** DATA FOR ANALYSIS follows **
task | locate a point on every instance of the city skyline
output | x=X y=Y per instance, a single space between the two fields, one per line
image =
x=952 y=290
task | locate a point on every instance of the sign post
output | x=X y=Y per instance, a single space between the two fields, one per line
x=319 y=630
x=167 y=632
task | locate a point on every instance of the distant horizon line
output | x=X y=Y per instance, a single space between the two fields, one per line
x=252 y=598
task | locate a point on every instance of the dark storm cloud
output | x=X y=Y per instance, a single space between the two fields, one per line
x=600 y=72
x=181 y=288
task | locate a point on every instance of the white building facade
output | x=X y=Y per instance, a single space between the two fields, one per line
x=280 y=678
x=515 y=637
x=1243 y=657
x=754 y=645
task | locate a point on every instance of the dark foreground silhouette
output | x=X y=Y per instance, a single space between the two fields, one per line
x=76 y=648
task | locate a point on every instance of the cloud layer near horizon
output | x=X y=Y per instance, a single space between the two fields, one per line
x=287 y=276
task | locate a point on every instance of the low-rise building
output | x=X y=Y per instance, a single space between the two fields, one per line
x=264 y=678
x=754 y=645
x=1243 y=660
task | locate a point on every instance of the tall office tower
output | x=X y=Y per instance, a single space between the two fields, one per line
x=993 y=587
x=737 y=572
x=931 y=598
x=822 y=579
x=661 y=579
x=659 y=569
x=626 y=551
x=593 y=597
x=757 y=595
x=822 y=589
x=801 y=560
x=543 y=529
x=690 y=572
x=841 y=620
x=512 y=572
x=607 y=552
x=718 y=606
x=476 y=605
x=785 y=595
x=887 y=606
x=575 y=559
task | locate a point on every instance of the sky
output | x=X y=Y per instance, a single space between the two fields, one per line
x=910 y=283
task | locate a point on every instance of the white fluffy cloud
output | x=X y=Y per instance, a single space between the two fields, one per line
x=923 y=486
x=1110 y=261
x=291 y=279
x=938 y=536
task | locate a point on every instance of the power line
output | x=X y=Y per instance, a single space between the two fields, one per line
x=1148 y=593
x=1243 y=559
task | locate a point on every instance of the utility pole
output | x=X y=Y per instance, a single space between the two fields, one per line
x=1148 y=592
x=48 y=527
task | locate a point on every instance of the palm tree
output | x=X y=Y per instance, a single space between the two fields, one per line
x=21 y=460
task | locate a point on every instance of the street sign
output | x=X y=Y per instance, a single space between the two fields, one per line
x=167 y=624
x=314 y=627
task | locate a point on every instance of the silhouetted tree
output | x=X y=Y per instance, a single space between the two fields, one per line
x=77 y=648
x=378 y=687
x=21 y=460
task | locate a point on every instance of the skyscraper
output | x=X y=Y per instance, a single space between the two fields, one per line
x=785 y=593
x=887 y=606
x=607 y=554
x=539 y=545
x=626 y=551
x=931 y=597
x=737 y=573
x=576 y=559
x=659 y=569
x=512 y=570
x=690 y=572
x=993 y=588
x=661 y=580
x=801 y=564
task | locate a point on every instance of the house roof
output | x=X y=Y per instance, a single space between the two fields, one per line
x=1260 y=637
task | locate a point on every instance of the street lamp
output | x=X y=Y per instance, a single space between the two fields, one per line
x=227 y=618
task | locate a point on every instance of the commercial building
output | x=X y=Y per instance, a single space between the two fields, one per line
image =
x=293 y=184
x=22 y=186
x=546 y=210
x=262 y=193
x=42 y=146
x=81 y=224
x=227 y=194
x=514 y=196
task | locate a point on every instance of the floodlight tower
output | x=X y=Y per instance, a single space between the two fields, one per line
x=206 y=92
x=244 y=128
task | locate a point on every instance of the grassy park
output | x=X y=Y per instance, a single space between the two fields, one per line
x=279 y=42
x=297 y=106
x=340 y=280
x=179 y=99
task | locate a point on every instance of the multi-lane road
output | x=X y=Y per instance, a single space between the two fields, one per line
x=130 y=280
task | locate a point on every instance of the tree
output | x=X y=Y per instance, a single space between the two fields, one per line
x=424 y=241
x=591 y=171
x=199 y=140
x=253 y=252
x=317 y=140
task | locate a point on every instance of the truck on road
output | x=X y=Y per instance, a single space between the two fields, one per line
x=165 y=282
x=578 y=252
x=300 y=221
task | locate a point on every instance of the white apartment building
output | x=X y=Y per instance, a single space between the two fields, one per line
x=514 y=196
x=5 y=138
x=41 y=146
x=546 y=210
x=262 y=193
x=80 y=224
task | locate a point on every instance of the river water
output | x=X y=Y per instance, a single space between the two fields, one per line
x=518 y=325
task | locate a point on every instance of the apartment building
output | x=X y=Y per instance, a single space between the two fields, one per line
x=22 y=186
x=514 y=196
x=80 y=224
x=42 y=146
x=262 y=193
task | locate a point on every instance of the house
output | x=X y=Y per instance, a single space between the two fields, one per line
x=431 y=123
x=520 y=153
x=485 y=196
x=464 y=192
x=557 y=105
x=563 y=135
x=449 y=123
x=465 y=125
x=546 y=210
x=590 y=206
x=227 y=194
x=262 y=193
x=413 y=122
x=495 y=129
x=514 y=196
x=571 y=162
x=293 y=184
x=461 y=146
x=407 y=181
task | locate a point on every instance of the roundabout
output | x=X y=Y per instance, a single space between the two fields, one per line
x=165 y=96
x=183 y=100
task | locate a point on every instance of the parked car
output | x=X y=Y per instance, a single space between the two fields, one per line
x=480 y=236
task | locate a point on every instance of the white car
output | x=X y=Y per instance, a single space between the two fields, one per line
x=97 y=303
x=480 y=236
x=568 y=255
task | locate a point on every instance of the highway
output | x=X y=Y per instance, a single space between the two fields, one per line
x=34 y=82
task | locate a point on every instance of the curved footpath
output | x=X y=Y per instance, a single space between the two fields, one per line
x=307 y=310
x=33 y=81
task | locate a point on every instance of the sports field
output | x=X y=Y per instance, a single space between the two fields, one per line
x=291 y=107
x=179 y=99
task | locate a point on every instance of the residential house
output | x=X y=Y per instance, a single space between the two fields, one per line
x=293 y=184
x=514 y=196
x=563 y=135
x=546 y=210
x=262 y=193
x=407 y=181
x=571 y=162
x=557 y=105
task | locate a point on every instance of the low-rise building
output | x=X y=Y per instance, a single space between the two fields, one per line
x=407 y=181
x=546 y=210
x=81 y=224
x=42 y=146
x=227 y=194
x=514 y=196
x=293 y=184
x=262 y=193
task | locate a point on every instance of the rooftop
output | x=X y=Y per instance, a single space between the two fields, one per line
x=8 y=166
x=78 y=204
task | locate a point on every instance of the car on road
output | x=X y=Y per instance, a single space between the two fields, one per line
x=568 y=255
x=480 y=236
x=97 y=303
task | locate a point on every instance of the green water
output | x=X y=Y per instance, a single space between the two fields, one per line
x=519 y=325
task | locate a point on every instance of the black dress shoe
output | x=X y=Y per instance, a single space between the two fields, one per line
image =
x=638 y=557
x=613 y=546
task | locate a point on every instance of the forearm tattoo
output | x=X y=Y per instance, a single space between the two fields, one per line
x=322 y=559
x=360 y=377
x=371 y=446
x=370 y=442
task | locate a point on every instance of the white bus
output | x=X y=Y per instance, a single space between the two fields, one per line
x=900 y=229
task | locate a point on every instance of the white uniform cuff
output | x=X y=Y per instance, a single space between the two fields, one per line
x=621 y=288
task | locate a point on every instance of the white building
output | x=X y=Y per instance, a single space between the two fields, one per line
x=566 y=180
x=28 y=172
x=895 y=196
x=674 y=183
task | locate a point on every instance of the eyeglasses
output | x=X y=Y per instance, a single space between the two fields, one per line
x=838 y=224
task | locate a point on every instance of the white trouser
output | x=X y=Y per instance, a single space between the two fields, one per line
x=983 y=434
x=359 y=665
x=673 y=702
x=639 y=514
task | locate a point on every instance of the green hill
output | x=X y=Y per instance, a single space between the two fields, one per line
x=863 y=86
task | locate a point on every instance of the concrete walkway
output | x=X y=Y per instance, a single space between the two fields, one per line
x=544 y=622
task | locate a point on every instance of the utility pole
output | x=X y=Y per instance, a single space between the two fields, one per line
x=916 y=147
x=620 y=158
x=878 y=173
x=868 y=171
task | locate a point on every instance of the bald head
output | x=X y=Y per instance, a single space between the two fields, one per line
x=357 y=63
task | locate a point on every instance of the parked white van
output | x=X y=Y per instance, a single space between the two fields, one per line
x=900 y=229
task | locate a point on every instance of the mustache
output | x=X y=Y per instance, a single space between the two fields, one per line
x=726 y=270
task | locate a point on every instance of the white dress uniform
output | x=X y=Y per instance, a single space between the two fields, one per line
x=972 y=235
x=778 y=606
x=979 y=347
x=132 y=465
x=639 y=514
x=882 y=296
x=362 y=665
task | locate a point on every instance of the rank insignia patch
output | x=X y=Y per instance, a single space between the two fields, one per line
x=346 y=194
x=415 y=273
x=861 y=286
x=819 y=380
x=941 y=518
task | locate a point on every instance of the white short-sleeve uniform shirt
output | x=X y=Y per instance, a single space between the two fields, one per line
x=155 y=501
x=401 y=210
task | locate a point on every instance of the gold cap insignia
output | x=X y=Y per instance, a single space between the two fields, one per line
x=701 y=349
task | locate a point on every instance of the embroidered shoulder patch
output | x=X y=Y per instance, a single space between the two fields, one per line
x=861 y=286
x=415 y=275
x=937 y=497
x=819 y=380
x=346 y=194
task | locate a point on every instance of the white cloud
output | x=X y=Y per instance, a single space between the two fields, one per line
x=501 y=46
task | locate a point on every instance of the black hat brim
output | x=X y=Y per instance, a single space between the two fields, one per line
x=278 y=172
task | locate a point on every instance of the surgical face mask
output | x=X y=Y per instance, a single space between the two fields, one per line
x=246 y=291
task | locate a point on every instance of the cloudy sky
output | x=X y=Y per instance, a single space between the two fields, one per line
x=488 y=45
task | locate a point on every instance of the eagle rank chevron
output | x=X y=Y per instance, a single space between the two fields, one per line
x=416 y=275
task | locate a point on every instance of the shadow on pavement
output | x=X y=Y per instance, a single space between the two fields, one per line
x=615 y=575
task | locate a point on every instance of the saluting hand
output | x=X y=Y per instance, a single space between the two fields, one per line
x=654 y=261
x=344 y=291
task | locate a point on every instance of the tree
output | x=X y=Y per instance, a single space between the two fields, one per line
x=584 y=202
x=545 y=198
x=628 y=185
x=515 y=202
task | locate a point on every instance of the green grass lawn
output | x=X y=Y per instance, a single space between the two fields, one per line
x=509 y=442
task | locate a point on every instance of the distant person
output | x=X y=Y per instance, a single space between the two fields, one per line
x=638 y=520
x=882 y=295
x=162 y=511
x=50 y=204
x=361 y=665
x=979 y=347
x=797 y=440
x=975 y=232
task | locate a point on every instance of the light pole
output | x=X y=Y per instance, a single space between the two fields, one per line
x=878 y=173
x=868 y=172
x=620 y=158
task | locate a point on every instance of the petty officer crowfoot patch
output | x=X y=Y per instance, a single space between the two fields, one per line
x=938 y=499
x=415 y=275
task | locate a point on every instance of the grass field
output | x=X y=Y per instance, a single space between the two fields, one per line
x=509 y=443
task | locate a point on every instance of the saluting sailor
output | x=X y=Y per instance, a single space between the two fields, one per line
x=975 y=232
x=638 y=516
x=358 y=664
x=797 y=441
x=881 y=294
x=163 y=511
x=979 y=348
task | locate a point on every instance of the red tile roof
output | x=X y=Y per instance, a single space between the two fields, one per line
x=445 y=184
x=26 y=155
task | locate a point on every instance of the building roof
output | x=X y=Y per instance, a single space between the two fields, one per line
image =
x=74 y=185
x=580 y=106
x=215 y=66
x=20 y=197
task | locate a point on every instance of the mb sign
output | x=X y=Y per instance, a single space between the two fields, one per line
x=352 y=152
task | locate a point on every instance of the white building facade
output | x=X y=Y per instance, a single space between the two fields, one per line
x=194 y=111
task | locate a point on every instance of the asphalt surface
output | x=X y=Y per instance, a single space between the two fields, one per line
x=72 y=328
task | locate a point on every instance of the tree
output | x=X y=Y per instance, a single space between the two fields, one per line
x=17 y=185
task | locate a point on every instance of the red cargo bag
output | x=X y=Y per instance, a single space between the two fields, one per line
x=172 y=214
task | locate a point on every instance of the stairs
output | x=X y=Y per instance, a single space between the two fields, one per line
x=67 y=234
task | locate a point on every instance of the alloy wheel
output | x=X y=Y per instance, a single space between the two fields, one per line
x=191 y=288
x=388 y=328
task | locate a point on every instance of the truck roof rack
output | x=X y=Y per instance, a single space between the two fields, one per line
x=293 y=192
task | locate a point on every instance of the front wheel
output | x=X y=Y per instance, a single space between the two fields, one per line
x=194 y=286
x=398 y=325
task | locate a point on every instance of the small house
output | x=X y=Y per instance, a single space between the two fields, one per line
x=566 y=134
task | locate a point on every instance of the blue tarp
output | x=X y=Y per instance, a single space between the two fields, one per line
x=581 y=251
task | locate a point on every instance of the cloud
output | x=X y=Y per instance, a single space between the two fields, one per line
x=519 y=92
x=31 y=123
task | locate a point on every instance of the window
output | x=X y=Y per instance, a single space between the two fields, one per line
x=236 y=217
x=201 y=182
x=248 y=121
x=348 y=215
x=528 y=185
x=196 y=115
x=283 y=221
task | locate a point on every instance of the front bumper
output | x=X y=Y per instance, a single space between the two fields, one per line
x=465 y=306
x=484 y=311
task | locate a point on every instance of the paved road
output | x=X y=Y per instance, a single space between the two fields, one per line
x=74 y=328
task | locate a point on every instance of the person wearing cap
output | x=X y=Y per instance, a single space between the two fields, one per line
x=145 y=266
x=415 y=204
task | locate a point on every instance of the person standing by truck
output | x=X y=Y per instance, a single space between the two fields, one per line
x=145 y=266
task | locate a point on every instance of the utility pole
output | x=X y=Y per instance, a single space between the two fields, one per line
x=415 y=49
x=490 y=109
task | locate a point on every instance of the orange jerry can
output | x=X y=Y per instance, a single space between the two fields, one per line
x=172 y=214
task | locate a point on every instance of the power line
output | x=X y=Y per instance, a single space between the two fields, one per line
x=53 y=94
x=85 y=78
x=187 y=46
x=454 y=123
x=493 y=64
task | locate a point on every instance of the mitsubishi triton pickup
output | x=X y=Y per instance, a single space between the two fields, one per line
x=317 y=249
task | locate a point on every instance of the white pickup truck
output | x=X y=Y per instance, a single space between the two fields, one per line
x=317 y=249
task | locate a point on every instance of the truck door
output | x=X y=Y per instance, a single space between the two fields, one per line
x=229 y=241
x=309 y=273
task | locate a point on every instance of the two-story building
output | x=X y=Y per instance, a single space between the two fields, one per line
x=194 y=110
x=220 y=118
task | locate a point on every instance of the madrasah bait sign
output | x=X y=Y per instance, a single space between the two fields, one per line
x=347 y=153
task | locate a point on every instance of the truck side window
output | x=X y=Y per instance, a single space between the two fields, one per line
** End of DATA FOR ANALYSIS **
[WORK TO BE COMPLETED]
Filter the data for the string "street" and copy every line that has it.

[REPLY TO THE TASK]
task | locate a point on every instance of the street sign
task | locate a point on every instance of the street lamp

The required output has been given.